Consigne:
Indiquez combien de lignes des entrées ci-dessous contiennent le mot « part ». Donnez seulement ce nombre.

Entrées fournies:

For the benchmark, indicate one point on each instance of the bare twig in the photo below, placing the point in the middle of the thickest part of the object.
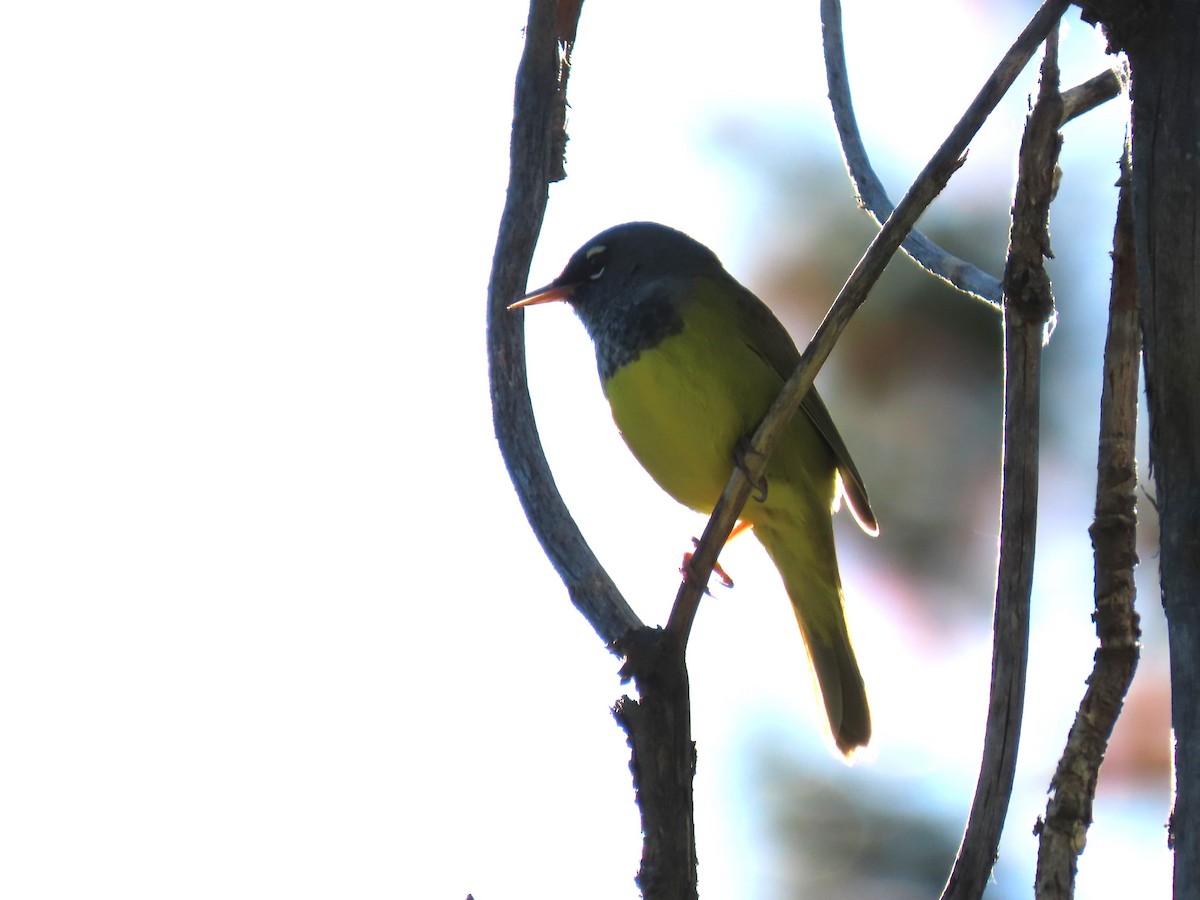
(1029, 307)
(658, 723)
(1086, 96)
(871, 193)
(899, 223)
(1114, 541)
(535, 160)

Résultat final:
1